» **DIRECTION A**
Decide whether each statement below agrees with the forum thread about investment spreadsheets. For each, answer yes or no and quote the deciding words from the thread. (i) VOO is held in the Roth IRA. (ii) spwrozek has used Open Office for a long time. (iii) Antillie reinvests the LIN dividends into index funds.
» **DIRECTION B**
Rewrite the paragraph in the forum thread about investment spreadsheets that begins "I'm trying to get out of the business" as a short list, keeping its main facts.
» **DIRECTION C**
Write the next post in the forum thread about investment spreadsheets, picking up after its last post.

» **QUOTED TEXT**
──────────────────────────────
I see your catastrophic use of Open Office and raise you one cataclysmic use of Excel:









VOO is the Roth 401k. I recently changed jobs and rolled the old one into the Roth IRA so the new one is still small. The LIN is, well, first world problems.

pseudanonymous
Aug 30, 2008

When you make the second entry and the debits and credits balance, and you blow them to hell.

Antillie posted:

I see your catastrophic use of Open Office and raise you one cataclysmic use of Excel:

VOO is the Roth 401k. I recently changed jobs and rolled the old one into the Roth IRA so the new one is still small. The LIN is, well, first world problems.

I’d say first world problems are on the rise so definitely increase your allocation there.

spwrozek
Sep 4, 2006

Sail when it's windy

pmchem posted:

leper I think you are doing a great service in breaking that down via spreadsheet, good post

but have you considered the great catastrophe that is your use of openoffice instead of libreoffice
https://www.libreoffice.org/discover/libreoffice-vs-openoffice/

Man i have used open office for a long time. Apparently i am dumb about paying attention to developments out there. I have been getting a ton of crashes on open calc so looks like i should see what libre office has to offer.

Antillie
Mar 14, 2015

pseudanonymous posted:

I’d say first world problems are on the rise so definitely increase your allocation there.

I'm trying to get out of the business of owning individual stocks. LIN is the last one left due to the stupid amount of US capital gains and Irish Stamp Duty taxes I would have to pay if I sold it. Having 45% of my overall investments in a single company makes me super nervous but I just don't feel there is anything I can really do about it without taxes eating me alive. So I reinvest the dividends from it into index funds in the Roth IRAs. (One for me, one for my wife.)
──────────────────────────────
» **SUPPLIED RECORDS**

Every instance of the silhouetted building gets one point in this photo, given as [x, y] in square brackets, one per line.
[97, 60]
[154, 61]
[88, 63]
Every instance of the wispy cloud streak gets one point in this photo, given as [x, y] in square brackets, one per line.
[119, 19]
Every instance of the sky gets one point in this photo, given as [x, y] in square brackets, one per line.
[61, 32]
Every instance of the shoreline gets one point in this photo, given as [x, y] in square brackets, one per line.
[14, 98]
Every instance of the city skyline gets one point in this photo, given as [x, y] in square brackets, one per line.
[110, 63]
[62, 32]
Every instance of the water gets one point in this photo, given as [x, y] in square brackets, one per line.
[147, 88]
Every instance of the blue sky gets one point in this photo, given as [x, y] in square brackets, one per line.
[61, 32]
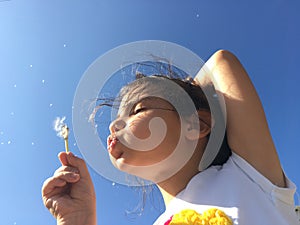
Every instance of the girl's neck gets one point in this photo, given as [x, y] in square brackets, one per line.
[171, 187]
[178, 182]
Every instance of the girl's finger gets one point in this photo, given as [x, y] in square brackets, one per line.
[59, 180]
[66, 169]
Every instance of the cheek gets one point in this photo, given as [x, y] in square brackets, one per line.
[140, 127]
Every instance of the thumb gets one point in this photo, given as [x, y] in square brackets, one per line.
[69, 159]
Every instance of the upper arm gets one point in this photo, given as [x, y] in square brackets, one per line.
[247, 129]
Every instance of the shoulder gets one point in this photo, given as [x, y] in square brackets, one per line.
[247, 129]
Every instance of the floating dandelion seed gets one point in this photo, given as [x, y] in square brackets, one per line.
[62, 130]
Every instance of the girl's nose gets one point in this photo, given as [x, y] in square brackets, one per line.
[117, 125]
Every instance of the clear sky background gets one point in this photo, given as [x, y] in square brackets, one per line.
[45, 47]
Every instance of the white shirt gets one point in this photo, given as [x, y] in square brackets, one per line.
[244, 194]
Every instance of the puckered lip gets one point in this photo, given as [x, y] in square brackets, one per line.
[111, 147]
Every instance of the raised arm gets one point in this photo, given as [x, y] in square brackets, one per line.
[247, 129]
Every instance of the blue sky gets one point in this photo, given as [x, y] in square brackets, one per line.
[45, 47]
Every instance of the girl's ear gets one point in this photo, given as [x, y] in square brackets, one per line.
[193, 131]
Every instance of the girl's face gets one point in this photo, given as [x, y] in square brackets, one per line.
[144, 133]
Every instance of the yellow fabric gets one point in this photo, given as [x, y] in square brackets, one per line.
[209, 217]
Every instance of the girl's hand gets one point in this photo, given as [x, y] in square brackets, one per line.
[69, 194]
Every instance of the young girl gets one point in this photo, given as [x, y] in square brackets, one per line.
[249, 186]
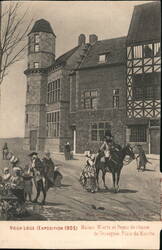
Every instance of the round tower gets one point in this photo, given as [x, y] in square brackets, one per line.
[41, 45]
[41, 55]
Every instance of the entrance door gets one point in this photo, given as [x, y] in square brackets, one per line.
[155, 140]
[33, 140]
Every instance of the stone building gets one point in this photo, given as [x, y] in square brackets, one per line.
[91, 89]
[143, 77]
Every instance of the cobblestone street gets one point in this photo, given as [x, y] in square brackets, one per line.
[138, 198]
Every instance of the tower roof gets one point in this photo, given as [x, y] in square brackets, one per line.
[145, 23]
[42, 25]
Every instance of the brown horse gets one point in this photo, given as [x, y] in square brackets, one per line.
[114, 165]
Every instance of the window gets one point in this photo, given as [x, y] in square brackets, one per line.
[53, 91]
[26, 118]
[148, 52]
[36, 65]
[145, 93]
[90, 99]
[36, 47]
[157, 49]
[115, 98]
[28, 87]
[103, 58]
[53, 124]
[138, 133]
[138, 93]
[137, 51]
[98, 130]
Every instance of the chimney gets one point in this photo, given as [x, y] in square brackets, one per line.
[92, 39]
[81, 39]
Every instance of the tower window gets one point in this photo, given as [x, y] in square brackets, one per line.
[103, 58]
[36, 47]
[115, 98]
[53, 124]
[53, 91]
[36, 65]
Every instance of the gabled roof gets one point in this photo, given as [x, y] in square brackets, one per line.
[145, 24]
[114, 48]
[42, 25]
[63, 58]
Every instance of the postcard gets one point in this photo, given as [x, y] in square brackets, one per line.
[80, 124]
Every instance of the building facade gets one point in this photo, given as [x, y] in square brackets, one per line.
[144, 77]
[97, 87]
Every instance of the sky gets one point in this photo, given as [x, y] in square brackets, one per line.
[106, 19]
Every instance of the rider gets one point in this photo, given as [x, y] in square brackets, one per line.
[108, 147]
[49, 167]
[38, 172]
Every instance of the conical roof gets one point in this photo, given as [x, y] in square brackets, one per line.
[42, 25]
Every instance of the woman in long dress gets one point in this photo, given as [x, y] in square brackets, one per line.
[88, 174]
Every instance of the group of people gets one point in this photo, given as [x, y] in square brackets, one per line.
[39, 172]
[88, 173]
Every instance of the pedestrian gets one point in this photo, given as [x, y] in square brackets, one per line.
[14, 160]
[49, 167]
[38, 170]
[17, 185]
[5, 151]
[67, 151]
[6, 176]
[28, 184]
[57, 177]
[88, 174]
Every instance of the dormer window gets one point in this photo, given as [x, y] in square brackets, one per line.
[103, 58]
[36, 47]
[36, 38]
[36, 65]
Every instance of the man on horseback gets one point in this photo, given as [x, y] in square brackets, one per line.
[108, 147]
[49, 168]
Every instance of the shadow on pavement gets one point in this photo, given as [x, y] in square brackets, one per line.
[53, 204]
[120, 191]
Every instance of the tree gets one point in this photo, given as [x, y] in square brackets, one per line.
[13, 32]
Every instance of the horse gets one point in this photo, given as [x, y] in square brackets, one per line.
[114, 165]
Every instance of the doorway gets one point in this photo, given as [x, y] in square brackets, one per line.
[33, 140]
[155, 140]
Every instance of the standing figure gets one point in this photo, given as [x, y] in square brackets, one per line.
[37, 168]
[6, 176]
[17, 185]
[13, 159]
[28, 184]
[5, 151]
[67, 151]
[142, 158]
[49, 167]
[88, 174]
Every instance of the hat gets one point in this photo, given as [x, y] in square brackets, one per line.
[47, 153]
[33, 153]
[5, 169]
[16, 169]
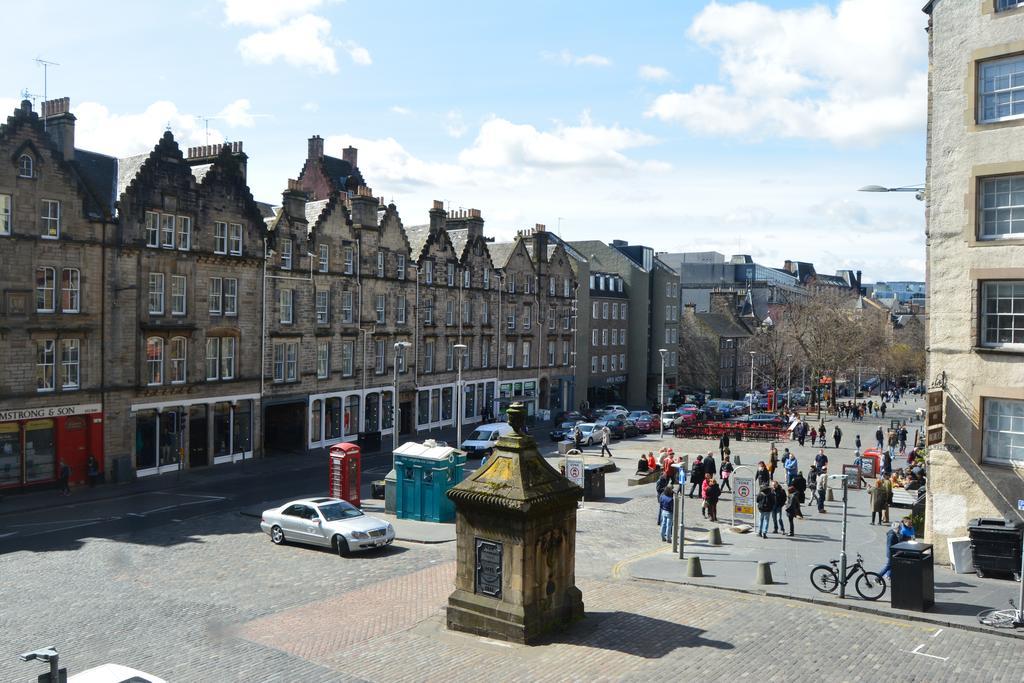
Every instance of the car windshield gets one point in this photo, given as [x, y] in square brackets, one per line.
──────────────────────────────
» **REPLY A**
(i) No: "VOO is the Roth 401k."
(ii) Yes: "Man i have used open office for a long time."
(iii) Yes: "So I reinvest the dividends from it into index funds in the Roth IRAs."

» **REPLY B**
- Antillie wants to stop owning individual stocks.
- LIN is the only individual stock left, because selling it would bring heavy US capital gains and Irish Stamp Duty taxes.
- It makes up 45% of Antillie's overall investments, which is worrying, but taxes rule out selling.
- Its dividends are reinvested into index funds in two Roth IRAs, one for Antillie and one for Antillie's wife.

» **REPLY C**
Leperflesh
May 17, 2007

pmchem posted:

leper I think you are doing a great service in breaking that down via spreadsheet, good post

but have you considered the great catastrophe that is your use of openoffice instead of libreoffice
https://www.libreoffice.org/discover/libreoffice-vs-openoffice/

I use textpad as my text editor, too

also I still run winamp


no but seriously though cool, I haven't looked in ages but I'll check out libreoffice

Antillie posted:

I'm trying to get out of the business of owning individual stocks. LIN is the last one left due to the stupid amount of US capital gains and Irish Stamp Duty taxes I would have to pay if I sold it. Having 45% of my overall investments in a single company makes me super nervous but I just don't feel there is anything I can really do about it without taxes eating me alive. So I reinvest the dividends from it into index funds in the Roth IRAs. (One for me, one for my wife.)

You will have to sell it eventually, unless you plan to put 100% of that stock into your will for your inheritors. Assuming you eventually want to spend that money, you'll need to sell, right? Meanwhile you're exposed to a concentration risk.

Check with a tax consultant and figure out how to divest. Maybe just a chunk each year, or something.

an iksar marauder
May 6, 2022

An iksar marauder glowers at you dubiously -- looks like quite a gamble.
3d pie charts gah

Fezziwig
Jun 7, 2011

an iksar marauder posted:

3d pie charts gah

Literally the only thing worse than a pie chart is a 3d pie chart

Antillie
Mar 14, 2015

Leperflesh posted:

You will have to sell it eventually, unless you plan to put 100% of that stock into your will for your inheritors. Assuming you eventually want to spend that money, you'll need to sell, right? Meanwhile you're exposed to a concentration risk.

Check with a tax consultant and figure out how to divest. Maybe just a chunk each year, or something.

I've actually considered doing that and letting them benefit from the stepped up cost basis. In hindsight I could have sold it all in 2018 with essentially no additional capital gains tax after the merger. But on the other hand its done quite well since then beating the US index by ~6.6% CAGR and I will be able to retire just fine on my retirement accounts alone anyway.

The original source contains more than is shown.